• _USING THE INFORMATION_
1) Quote the stretch of the Massachusetts drug take-back brief from "- The law is" through "implement the law.".
2) Write what comes next in the Massachusetts drug take-back brief, picking up after its final sentence.

• _DOCUMENT SECTION_
Dive Brief:
- Massachusetts has become the first state in the country to require drug companies to provide a means for consumers to safely dispose unwanted medications. This law comes six months after President Barack Obama signed legislation allowing states to create such take-back programs for prescription and over-the-counter medications.
- The law is intended to give the state a way to keep drugs from getting flushed or tossed in the trash, and to ultimately divert from waterways and drinking water as well as prevent drug abuse and accidental drug ingestion-related harm.
- Six California counties and one in Washington require pharmaceutical companies to pay for collection of unwanted prescription drugs, and the Massachusetts Department of Public Health will look toward those models to develop its own regulations and means to implement the law.
Dive Insight:
"Pharmaceutical pollution" is becoming a buzz term among environmental and public health communities. About one-third of prescription and over-the-counter medications are going unused, generating a need to address their safe disposal and reverse the current trend, which is to toss over $1 billion in wasted drugs in the trash, flush them, or stash them in medicine cabinets yearly.
Drug take-back programs are intended to prevent these potentially dangerous products from making their way into waste streams.

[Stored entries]

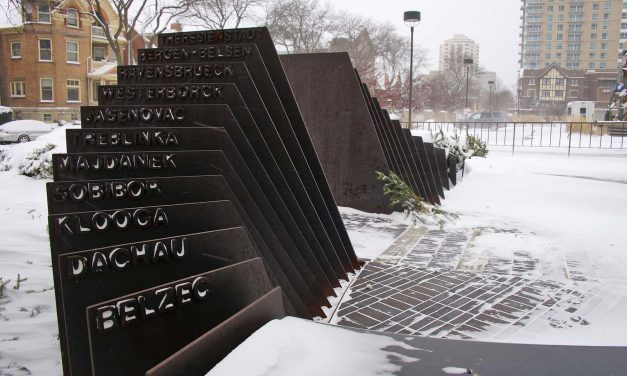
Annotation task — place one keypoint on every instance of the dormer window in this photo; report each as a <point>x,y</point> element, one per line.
<point>43,12</point>
<point>72,18</point>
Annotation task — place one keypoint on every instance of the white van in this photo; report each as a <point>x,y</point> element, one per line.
<point>580,111</point>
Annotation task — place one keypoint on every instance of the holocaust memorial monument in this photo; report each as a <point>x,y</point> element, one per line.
<point>198,201</point>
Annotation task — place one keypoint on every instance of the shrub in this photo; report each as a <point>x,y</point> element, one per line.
<point>414,206</point>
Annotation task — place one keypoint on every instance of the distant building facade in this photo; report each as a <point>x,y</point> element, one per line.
<point>52,59</point>
<point>455,50</point>
<point>570,51</point>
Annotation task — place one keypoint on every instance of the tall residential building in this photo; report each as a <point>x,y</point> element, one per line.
<point>52,58</point>
<point>570,50</point>
<point>455,50</point>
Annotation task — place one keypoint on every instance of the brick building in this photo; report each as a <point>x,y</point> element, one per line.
<point>52,57</point>
<point>570,50</point>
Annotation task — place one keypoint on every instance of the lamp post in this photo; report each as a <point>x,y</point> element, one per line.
<point>490,103</point>
<point>467,64</point>
<point>411,18</point>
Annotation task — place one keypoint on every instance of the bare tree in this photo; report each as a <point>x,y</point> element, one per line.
<point>301,26</point>
<point>218,14</point>
<point>135,17</point>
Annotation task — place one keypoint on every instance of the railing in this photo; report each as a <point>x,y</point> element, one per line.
<point>570,135</point>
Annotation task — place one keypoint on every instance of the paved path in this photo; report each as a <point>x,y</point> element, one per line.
<point>421,286</point>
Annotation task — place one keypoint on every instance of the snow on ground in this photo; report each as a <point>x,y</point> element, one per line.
<point>294,346</point>
<point>558,205</point>
<point>570,213</point>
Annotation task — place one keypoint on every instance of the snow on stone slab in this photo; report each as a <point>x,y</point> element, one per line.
<point>294,346</point>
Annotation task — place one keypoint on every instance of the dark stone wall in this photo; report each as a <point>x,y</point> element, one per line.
<point>340,126</point>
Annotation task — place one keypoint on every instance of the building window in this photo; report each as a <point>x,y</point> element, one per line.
<point>71,50</point>
<point>45,50</point>
<point>17,89</point>
<point>46,90</point>
<point>43,12</point>
<point>16,50</point>
<point>72,18</point>
<point>99,53</point>
<point>28,12</point>
<point>73,90</point>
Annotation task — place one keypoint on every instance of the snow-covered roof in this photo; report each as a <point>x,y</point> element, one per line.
<point>102,70</point>
<point>10,16</point>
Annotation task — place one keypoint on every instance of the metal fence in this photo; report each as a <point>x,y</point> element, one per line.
<point>570,135</point>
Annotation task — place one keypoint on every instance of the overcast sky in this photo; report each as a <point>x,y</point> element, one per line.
<point>494,24</point>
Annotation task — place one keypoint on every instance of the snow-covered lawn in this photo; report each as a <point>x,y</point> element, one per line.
<point>574,207</point>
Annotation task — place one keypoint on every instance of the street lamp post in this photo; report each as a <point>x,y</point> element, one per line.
<point>411,18</point>
<point>490,83</point>
<point>467,64</point>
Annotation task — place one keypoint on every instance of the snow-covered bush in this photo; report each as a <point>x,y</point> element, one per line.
<point>33,158</point>
<point>459,146</point>
<point>414,206</point>
<point>38,164</point>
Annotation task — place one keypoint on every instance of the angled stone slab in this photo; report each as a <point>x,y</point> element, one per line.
<point>291,269</point>
<point>86,277</point>
<point>421,159</point>
<point>401,152</point>
<point>389,150</point>
<point>261,38</point>
<point>256,183</point>
<point>200,356</point>
<point>292,135</point>
<point>340,127</point>
<point>221,119</point>
<point>133,333</point>
<point>77,196</point>
<point>440,156</point>
<point>435,170</point>
<point>264,106</point>
<point>262,136</point>
<point>451,162</point>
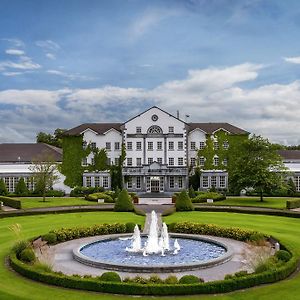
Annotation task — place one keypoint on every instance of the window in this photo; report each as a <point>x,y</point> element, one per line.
<point>88,181</point>
<point>138,161</point>
<point>180,182</point>
<point>93,146</point>
<point>171,182</point>
<point>201,161</point>
<point>193,161</point>
<point>222,181</point>
<point>117,146</point>
<point>129,161</point>
<point>97,181</point>
<point>138,182</point>
<point>129,146</point>
<point>225,145</point>
<point>159,145</point>
<point>105,182</point>
<point>213,181</point>
<point>193,145</point>
<point>150,146</point>
<point>205,182</point>
<point>216,161</point>
<point>180,161</point>
<point>84,162</point>
<point>129,183</point>
<point>180,145</point>
<point>138,146</point>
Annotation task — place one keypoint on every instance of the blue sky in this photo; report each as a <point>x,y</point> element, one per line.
<point>65,62</point>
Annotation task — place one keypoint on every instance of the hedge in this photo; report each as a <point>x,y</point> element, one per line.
<point>92,284</point>
<point>292,204</point>
<point>14,203</point>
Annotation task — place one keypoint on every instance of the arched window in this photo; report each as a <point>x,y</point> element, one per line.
<point>155,130</point>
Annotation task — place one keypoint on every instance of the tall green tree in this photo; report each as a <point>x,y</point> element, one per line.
<point>257,164</point>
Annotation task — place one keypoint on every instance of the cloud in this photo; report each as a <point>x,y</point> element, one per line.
<point>293,60</point>
<point>48,45</point>
<point>14,52</point>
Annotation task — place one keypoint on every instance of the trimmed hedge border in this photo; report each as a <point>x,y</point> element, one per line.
<point>92,284</point>
<point>292,204</point>
<point>14,203</point>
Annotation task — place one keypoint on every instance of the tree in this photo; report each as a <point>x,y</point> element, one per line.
<point>21,188</point>
<point>44,169</point>
<point>257,164</point>
<point>3,189</point>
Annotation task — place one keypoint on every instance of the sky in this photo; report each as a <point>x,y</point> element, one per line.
<point>68,62</point>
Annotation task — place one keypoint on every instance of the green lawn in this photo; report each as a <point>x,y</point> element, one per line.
<point>54,201</point>
<point>13,286</point>
<point>254,201</point>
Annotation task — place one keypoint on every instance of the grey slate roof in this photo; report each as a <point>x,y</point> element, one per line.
<point>290,154</point>
<point>27,152</point>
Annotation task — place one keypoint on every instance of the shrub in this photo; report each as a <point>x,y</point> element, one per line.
<point>183,202</point>
<point>3,189</point>
<point>283,255</point>
<point>96,196</point>
<point>123,202</point>
<point>188,279</point>
<point>19,247</point>
<point>27,255</point>
<point>110,276</point>
<point>171,279</point>
<point>50,238</point>
<point>21,188</point>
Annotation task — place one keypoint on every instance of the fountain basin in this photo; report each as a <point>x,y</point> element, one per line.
<point>189,258</point>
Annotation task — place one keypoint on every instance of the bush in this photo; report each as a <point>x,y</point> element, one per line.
<point>50,238</point>
<point>110,276</point>
<point>189,279</point>
<point>123,202</point>
<point>94,197</point>
<point>183,202</point>
<point>27,255</point>
<point>283,255</point>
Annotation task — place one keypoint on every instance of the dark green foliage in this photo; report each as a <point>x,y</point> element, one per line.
<point>21,188</point>
<point>27,255</point>
<point>188,279</point>
<point>192,192</point>
<point>110,276</point>
<point>124,202</point>
<point>183,202</point>
<point>283,255</point>
<point>50,238</point>
<point>3,189</point>
<point>14,203</point>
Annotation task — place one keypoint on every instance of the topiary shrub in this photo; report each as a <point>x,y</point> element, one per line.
<point>283,255</point>
<point>183,202</point>
<point>189,279</point>
<point>27,255</point>
<point>123,202</point>
<point>50,238</point>
<point>110,276</point>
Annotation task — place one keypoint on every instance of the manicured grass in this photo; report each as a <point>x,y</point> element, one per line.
<point>13,286</point>
<point>254,201</point>
<point>54,201</point>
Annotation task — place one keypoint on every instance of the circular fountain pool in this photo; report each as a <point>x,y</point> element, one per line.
<point>195,253</point>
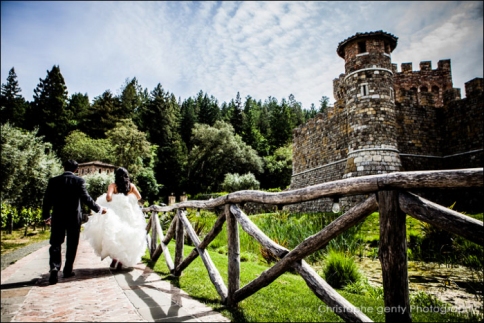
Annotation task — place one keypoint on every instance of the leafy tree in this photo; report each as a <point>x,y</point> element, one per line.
<point>27,164</point>
<point>278,169</point>
<point>13,105</point>
<point>83,148</point>
<point>102,115</point>
<point>130,146</point>
<point>49,108</point>
<point>217,151</point>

• _EXPECTED RESPONSES_
1)
- The law is intended to give the state a way to keep drugs from getting flushed or tossed in the trash, and to ultimately divert from waterways and drinking water as well as prevent drug abuse and accidental drug ingestion-related harm.
- Six California counties and one in Washington require pharmaceutical companies to pay for collection of unwanted prescription drugs, and the Massachusetts Department of Public Health will look toward those models to develop its own regulations and means to implement the law.

2)
"This law will save money for Massachusetts governments, which traditionally bear the burden of paying for proper disposal. It will also cover the cost of safe medication disposal, including at local pharmacies that are pillars of our communities," said Scott Cassel, chief executive officer of the Product Stewardship Institute.
SWANA wants to see other stakeholders follow in suit.
"As an organization, we support efforts that minimize the health, safety, and environmental impacts of improperly disposing of any product, especially something as easily mishandled as prescription drugs. We encourage suppliers, retailers, local governments, and consumers, as well as manufacturers to actively participate in systems to recover unused medications," said SWANA CEO David Biderman.
Moving forward, Los Angeles County, CA and Cook County, IL may be the next municipalities to implement ordinances to set up financed medication take-back programs.